**Task to carry out:** Format all of the lines below as a two-column CSV with the headers "request" and "answer" and one row per request. Each row should put the request's text and its answer in separate quoted fields, with line breaks replaced by spaces.

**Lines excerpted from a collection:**
★ ★ ★
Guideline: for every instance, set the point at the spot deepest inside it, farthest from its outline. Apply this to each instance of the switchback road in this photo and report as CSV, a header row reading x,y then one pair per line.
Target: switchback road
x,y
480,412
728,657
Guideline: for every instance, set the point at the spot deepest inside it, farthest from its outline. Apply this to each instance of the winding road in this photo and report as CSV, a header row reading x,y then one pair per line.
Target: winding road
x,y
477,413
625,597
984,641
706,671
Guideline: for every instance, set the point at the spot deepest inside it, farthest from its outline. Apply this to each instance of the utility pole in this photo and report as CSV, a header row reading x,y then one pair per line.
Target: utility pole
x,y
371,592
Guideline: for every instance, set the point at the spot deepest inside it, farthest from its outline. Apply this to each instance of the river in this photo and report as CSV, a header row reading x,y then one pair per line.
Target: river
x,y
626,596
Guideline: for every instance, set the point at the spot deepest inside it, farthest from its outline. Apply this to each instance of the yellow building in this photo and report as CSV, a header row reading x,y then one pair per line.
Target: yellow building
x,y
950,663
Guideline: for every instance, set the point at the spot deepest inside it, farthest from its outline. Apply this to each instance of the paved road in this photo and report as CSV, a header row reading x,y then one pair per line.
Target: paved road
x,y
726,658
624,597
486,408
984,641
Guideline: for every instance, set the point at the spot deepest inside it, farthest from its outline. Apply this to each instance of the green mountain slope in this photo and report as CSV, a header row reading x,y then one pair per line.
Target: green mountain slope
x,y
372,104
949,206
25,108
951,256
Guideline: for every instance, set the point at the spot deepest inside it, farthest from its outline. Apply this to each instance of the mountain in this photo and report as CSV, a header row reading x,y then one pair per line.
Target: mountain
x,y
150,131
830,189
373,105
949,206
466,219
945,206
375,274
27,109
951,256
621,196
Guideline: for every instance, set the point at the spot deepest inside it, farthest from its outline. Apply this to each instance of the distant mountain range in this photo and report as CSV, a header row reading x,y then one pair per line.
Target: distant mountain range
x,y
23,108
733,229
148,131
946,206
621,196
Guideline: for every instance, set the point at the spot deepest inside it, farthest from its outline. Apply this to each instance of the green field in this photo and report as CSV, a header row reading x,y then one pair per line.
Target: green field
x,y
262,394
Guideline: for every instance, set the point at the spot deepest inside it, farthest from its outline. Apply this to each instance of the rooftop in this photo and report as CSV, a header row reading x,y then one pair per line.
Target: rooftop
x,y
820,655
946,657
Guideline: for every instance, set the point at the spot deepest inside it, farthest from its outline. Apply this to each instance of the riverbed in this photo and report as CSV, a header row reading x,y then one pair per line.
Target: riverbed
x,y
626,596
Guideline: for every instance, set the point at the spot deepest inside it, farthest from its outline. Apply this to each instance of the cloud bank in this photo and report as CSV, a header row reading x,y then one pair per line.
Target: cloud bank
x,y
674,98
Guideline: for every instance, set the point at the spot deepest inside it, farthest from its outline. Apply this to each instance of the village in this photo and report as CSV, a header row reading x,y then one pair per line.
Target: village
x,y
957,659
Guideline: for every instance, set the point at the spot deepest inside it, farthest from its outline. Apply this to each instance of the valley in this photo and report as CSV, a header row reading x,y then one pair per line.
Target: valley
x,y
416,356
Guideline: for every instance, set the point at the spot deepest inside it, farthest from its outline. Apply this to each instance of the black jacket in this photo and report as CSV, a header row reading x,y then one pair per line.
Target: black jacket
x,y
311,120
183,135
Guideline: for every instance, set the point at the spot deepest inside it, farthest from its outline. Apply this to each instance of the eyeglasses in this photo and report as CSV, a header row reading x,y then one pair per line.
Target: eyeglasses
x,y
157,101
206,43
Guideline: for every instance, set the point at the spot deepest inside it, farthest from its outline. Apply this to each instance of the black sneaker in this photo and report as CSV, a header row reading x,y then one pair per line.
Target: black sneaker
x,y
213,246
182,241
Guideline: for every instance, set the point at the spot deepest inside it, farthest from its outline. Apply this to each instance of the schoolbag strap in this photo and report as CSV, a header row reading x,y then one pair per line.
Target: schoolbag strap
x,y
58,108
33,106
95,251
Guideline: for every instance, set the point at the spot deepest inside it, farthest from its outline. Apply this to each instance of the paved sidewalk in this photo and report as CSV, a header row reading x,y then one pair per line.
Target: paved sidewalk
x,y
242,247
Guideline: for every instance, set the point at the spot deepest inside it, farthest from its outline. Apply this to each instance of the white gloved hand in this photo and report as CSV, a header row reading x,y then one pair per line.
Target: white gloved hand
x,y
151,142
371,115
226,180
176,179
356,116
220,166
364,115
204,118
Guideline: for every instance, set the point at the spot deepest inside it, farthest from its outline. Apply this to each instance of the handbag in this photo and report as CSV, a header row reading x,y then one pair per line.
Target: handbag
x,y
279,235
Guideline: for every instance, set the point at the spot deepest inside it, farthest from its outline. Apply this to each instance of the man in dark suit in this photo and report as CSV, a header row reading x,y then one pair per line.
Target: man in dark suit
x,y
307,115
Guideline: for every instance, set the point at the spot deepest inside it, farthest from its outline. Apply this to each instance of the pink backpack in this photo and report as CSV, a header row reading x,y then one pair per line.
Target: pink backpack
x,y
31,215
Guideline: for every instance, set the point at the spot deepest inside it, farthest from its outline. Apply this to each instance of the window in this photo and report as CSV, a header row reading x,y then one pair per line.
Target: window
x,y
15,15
★ ★ ★
**Problem solution:**
request,answer
"Guideline: for every instance, set the point at the spot deepest inside it, farthest from its outline. Apply this to each instance of the switchback road in this photo and report as CSV, a header row reading x,y then one pair per line. Target: switchback road","x,y 480,412 728,657"
"Guideline: for every instance, set the point at the spot deepest inside it, farthest from its outline. Apply this to each instance of the winding road in this photo and report as CSV, a header row reading x,y then one pair per line. Target: winding road","x,y 477,413 625,597 984,641 706,671"
"Guideline: for every instance, set the point at the spot deepest inside it, farthest from its outline. Apply this to each instance of the utility pole in this photo and report as CSV, a header row reading x,y then one pair per line. Target: utility pole","x,y 371,592"
"Guideline: for every instance, set the point at the spot deepest inside it, farthest from its outline. Apply this to each instance of the river in this photo and report as CSV, a header row reading x,y then one pair per line. Target: river","x,y 626,596"
"Guideline: for every instance, set the point at the spot deepest inside it, farthest from its outline. Apply this to each instance of the yellow building in this photo and report as CSV, a header row reading x,y then one pair per line. Target: yellow building","x,y 950,663"
"Guideline: for every instance, set the point at the spot deepest inside it, farthest from its outline. Apply this to each instance of the paved road in this photo and report as CSV, a header row reading x,y then one pair per line. Target: paved road","x,y 726,658 624,597 486,408 984,641"
"Guideline: for every instance, set the point at the spot deepest inside it, farthest from its outline. Apply this to each instance of the green mountain slope in this photo and report as CSV, a header row reading x,y then one pair per line. Target: green mountain slope","x,y 372,104 949,206 25,108 951,256"
"Guideline: for every instance, set the point at the spot deepest inside it, farthest from its outline. Apply this to each instance of the mountain in this photo and report as CSV, a header row reading x,y then one pair per line. Target: mountain","x,y 150,131 830,189 373,105 949,206 466,219 945,206 375,274 27,109 951,256 621,196"
"Guideline: for every instance, set the point at the spot deepest inside it, farthest from its outline. Apply this to each instance of the distant mountain range in this photo and report as CSV, a header row reading x,y then one pair per line. Target: distant mountain range","x,y 23,108 733,229 148,131 946,206 621,196"
"Guideline: for every instance, set the point at the spot deepest inside it, farthest from its outline. Apply this to each instance of the green field in this photo and report as CSV, a header row reading x,y then one pair per line. Target: green field","x,y 262,394"
"Guideline: for every instance, set the point at the spot deepest inside it, farthest from its outline. Apply this to each instance of the rooftop in this photo and report as CSV, a header row reading x,y then one pair per line. Target: rooftop","x,y 820,655 946,657"
"Guideline: for every instance, set the point at the spot deepest inside it, farthest from its outline. Apply this to each instance of the riverbed in this photo and report as CSV, a header row reading x,y then one pair per line. Target: riverbed","x,y 626,596"
"Guideline: for every instance, set the point at the spot deepest inside it, farthest from its outline. Apply this to each instance of the cloud bank in this photo and report as CSV, a header row reading x,y then one pair per line. Target: cloud bank","x,y 674,98"
"Guideline: for every instance, set the point at the spot deepest inside it, farthest from its outline. Apply this to each instance of the village in this photo and report as CSV, a header row reading x,y then one pair per line. Target: village","x,y 957,659"
"Guideline: for every instance, set the point at the spot deepest inside it, farthest from its outline. Apply this to each instance of the valley in this photo and report as CSV, a header row reading x,y then one pair per line. Target: valley","x,y 416,356"
"Guideline: for every instance, set the point at the spot deepest inside it, farthest from its outline. Apply this to each instance of the black jacket in this photo and report as CSV, a header row reading x,y then one pair per line. Target: black jacket","x,y 311,120 183,135"
"Guideline: for every instance, set the point at the spot deepest inside it, farthest from its outline. Apply this to each instance of the eyeglasses in this photo and report as CSV, a header row reading x,y then one pair per line. Target: eyeglasses","x,y 157,101 206,43"
"Guideline: for every instance, set the point at the spot deepest inside it, farthest from its outline. Apply this to each instance of the black sneaker in this photo and report as CSV, a header row reading x,y then one pair per line. Target: black sneaker","x,y 213,246 182,241"
"Guideline: for every instance, set the point at the spot deepest inside it, farthest from its outline. Apply this to each instance of the schoolbag strap in this photo and report as CSV, a header row reading x,y then one pair per line. Target: schoolbag strap","x,y 58,108 33,106 95,251"
"Guideline: for every instance, set the point at the spot deepest inside it, farthest from its outline. Apply this to each instance of the paved sidewalk in this photo and report as CSV, a header row reading x,y then one pair per line. Target: paved sidewalk","x,y 242,247"
"Guideline: for every instance, set the point at the spot deepest inside it, farthest from its outline. Apply this to each instance of the white gloved hand in this photo and report as CSV, a header row reading x,y then one pair per line. Target: white gloved hand","x,y 151,142 371,115 226,180 176,179 356,116 220,166 364,115 204,118"
"Guideline: for every instance, set the point at the spot deepest inside it, farthest from its outline. Apply this to each instance of the handbag in this photo and report as CSV, a header row reading x,y then one pair per line. Target: handbag","x,y 279,235"
"Guideline: for every instance, set the point at the spot deepest inside it, farthest from its outline. Apply this to each instance of the man in dark suit in this photo and report as CSV, a header row reading x,y then one pair per line. Target: man in dark suit","x,y 307,115"
"Guideline: for every instance, set the point at the spot deepest inside it, farthest from its outline. Apply this to each instance of the pink backpack in this photo and report as CSV, a header row reading x,y then one pair per line. Target: pink backpack","x,y 31,215"
"Guideline: for every instance, set the point at the spot deepest inside it, farthest from its outline. Apply this to each instance of the window in this photo and report as CSV, a header row reading x,y then one pair per line. Target: window","x,y 15,15"